━━━ EXERCISE MATERIAL

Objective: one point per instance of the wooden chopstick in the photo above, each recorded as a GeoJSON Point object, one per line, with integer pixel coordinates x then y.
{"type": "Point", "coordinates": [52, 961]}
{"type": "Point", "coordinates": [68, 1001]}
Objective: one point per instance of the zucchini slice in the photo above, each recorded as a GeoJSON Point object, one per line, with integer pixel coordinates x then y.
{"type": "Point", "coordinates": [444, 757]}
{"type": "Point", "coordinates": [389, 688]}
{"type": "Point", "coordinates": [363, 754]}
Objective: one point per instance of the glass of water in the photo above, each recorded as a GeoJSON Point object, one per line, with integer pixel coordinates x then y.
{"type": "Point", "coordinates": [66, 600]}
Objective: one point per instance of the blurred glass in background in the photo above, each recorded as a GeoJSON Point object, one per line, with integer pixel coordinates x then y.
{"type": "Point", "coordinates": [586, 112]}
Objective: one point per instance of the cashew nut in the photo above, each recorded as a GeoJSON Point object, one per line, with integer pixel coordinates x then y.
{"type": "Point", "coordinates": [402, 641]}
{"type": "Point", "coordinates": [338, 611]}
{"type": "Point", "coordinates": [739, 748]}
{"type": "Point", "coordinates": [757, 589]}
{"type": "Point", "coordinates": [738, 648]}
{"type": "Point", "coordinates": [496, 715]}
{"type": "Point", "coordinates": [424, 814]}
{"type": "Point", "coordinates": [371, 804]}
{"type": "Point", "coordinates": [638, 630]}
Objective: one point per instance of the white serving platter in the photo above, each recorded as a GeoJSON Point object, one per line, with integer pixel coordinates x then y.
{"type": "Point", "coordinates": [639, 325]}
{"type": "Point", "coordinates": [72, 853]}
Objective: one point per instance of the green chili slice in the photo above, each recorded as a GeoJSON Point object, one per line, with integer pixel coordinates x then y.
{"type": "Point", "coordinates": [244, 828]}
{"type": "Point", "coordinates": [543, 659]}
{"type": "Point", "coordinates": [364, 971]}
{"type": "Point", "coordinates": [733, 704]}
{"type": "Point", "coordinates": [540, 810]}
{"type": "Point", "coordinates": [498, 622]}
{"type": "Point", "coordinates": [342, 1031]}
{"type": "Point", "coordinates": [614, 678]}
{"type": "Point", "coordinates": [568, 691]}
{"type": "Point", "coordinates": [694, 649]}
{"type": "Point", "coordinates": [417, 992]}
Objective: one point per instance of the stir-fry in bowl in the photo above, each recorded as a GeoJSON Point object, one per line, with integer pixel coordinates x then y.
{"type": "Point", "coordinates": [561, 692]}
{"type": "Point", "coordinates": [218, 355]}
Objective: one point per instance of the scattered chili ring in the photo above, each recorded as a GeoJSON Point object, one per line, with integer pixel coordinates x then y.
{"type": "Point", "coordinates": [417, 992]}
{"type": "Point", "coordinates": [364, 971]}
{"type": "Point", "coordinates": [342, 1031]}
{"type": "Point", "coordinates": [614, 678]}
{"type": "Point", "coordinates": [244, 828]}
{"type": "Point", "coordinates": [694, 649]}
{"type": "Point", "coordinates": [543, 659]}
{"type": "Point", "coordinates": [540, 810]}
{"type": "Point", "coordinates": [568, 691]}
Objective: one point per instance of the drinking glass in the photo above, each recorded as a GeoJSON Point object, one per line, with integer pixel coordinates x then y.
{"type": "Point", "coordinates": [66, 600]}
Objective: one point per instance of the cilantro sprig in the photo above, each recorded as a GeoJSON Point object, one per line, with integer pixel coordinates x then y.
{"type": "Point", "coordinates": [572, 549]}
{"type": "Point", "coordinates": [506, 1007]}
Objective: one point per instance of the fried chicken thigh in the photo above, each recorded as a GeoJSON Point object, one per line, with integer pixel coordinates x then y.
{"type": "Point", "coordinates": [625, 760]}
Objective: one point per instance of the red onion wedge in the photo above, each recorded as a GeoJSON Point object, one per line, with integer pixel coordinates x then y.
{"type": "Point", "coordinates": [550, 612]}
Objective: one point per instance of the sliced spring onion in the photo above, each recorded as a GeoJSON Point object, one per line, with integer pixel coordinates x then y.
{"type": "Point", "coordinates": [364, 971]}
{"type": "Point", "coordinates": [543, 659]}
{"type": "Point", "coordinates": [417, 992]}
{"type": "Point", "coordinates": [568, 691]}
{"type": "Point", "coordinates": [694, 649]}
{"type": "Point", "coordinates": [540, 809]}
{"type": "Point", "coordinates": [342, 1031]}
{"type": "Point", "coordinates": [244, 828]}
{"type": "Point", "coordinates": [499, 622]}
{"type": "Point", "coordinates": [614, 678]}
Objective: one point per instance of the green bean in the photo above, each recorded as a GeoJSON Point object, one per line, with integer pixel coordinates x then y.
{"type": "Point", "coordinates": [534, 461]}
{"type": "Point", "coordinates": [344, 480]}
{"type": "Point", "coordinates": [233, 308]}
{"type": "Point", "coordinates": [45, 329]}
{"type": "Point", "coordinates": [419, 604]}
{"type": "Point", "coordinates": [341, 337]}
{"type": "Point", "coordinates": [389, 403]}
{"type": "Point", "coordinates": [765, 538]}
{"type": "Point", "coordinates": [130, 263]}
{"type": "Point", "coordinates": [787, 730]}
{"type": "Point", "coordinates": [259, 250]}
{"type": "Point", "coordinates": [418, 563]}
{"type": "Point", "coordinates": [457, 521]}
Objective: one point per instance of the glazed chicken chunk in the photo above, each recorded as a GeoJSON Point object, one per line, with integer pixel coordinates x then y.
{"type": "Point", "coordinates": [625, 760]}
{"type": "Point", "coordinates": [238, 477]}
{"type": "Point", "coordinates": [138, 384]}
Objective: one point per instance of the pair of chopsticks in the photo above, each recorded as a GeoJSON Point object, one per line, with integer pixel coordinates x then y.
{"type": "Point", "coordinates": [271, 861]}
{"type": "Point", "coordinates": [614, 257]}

━━━━━━

WRITTEN REQUEST
Extract the complete set of records unchanged.

WRITTEN SOLUTION
Objective: one point per instance of the wooden chopstick in the photo above, each recorded as a GeoJSON Point object, one per line, with integer pixel coordinates x then y.
{"type": "Point", "coordinates": [52, 961]}
{"type": "Point", "coordinates": [68, 1001]}
Objective: one point per instance of the zucchini slice in the photo above, each recorded as a GeoJSON Point object, one per line, with integer pixel coordinates x then y.
{"type": "Point", "coordinates": [444, 757]}
{"type": "Point", "coordinates": [389, 688]}
{"type": "Point", "coordinates": [363, 754]}
Objective: one point per instance of the glass of water in the photo above, each recorded as a GeoJSON Point object, one per line, with integer pixel coordinates x then y.
{"type": "Point", "coordinates": [66, 600]}
Objective: one point per instance of the blurred glass in background in the photo above, each recorded as a GeoJSON Point object, one per line, with integer pixel coordinates x then y.
{"type": "Point", "coordinates": [586, 112]}
Objective: one point per instance of the cashew nut in the photo above, each recorded as a GeoJSON Point object, one per line, with integer pixel coordinates x then y.
{"type": "Point", "coordinates": [402, 641]}
{"type": "Point", "coordinates": [338, 611]}
{"type": "Point", "coordinates": [739, 748]}
{"type": "Point", "coordinates": [757, 589]}
{"type": "Point", "coordinates": [738, 648]}
{"type": "Point", "coordinates": [496, 715]}
{"type": "Point", "coordinates": [424, 814]}
{"type": "Point", "coordinates": [371, 804]}
{"type": "Point", "coordinates": [638, 630]}
Objective: one point per instance of the white serving platter in the photo above, each recorded as a GeoJSON Point object, one per line, with integer pixel coordinates x then y.
{"type": "Point", "coordinates": [639, 325]}
{"type": "Point", "coordinates": [72, 853]}
Objective: one point per instance of the green chili slice in the photo above, each recorded as a GeoJSON Point object, one per line, with integer pixel coordinates x then y.
{"type": "Point", "coordinates": [244, 828]}
{"type": "Point", "coordinates": [543, 659]}
{"type": "Point", "coordinates": [364, 971]}
{"type": "Point", "coordinates": [733, 704]}
{"type": "Point", "coordinates": [540, 810]}
{"type": "Point", "coordinates": [498, 622]}
{"type": "Point", "coordinates": [342, 1031]}
{"type": "Point", "coordinates": [614, 678]}
{"type": "Point", "coordinates": [568, 691]}
{"type": "Point", "coordinates": [694, 649]}
{"type": "Point", "coordinates": [417, 992]}
Objective: one point per instance of the stir-fry in bowl in the photo above, each recorded as a GeoJSON Point object, one per line, with integer pixel coordinates x then y.
{"type": "Point", "coordinates": [561, 692]}
{"type": "Point", "coordinates": [218, 355]}
Objective: one point per instance of the scattered chili ring in the photo above, each recorded as a GeoJSON Point object, one per line, with integer pixel coordinates x then y.
{"type": "Point", "coordinates": [417, 992]}
{"type": "Point", "coordinates": [364, 971]}
{"type": "Point", "coordinates": [342, 1031]}
{"type": "Point", "coordinates": [614, 678]}
{"type": "Point", "coordinates": [244, 828]}
{"type": "Point", "coordinates": [694, 649]}
{"type": "Point", "coordinates": [543, 659]}
{"type": "Point", "coordinates": [540, 810]}
{"type": "Point", "coordinates": [568, 691]}
Objective: one point per instance of the drinking glass in the photo above, each recorded as a GeoJSON Point object, one per line, with integer pixel coordinates x then y.
{"type": "Point", "coordinates": [66, 600]}
Objective: one point per instance of the cilantro sprig in the photo above, each recorded as a GeoJSON Point object, one per line, with integer pixel coordinates x then y.
{"type": "Point", "coordinates": [572, 549]}
{"type": "Point", "coordinates": [506, 1007]}
Objective: one point per instance of the fried chicken thigh in the photo above, each recorded as a GeoJSON Point object, one per line, with integer pixel coordinates x then y.
{"type": "Point", "coordinates": [625, 760]}
Objective: one point per instance of the red onion wedge in the photo above, each recorded as a GeoJSON Point object, one per line, with integer pixel coordinates x then y.
{"type": "Point", "coordinates": [550, 612]}
Objective: one point per instance of the sliced spring onion in the photo above, each recorded as a GeoJSON Point object, one per line, with integer pixel coordinates x then y.
{"type": "Point", "coordinates": [364, 971]}
{"type": "Point", "coordinates": [543, 659]}
{"type": "Point", "coordinates": [417, 992]}
{"type": "Point", "coordinates": [568, 691]}
{"type": "Point", "coordinates": [694, 649]}
{"type": "Point", "coordinates": [540, 809]}
{"type": "Point", "coordinates": [342, 1031]}
{"type": "Point", "coordinates": [244, 828]}
{"type": "Point", "coordinates": [499, 622]}
{"type": "Point", "coordinates": [614, 678]}
Objective: one point per instance of the green bean in the photo above, each recorded as a GeoJSON Point object, one per line, with integer pixel coordinates x then y.
{"type": "Point", "coordinates": [534, 461]}
{"type": "Point", "coordinates": [344, 480]}
{"type": "Point", "coordinates": [233, 308]}
{"type": "Point", "coordinates": [45, 329]}
{"type": "Point", "coordinates": [419, 604]}
{"type": "Point", "coordinates": [341, 337]}
{"type": "Point", "coordinates": [389, 403]}
{"type": "Point", "coordinates": [765, 538]}
{"type": "Point", "coordinates": [130, 263]}
{"type": "Point", "coordinates": [787, 730]}
{"type": "Point", "coordinates": [259, 250]}
{"type": "Point", "coordinates": [418, 563]}
{"type": "Point", "coordinates": [457, 521]}
Objective: one point per instance of the glazed chicken chunk in the photo above, each recorded as a GeoJSON Point object, one per line, with integer pixel coordinates x then y.
{"type": "Point", "coordinates": [625, 760]}
{"type": "Point", "coordinates": [238, 477]}
{"type": "Point", "coordinates": [138, 384]}
Objective: one point per instance of the pair of chopsticks in the photo above, each recorded as a GeoJSON Point object, one per line, with integer pixel coordinates x then y.
{"type": "Point", "coordinates": [271, 861]}
{"type": "Point", "coordinates": [614, 257]}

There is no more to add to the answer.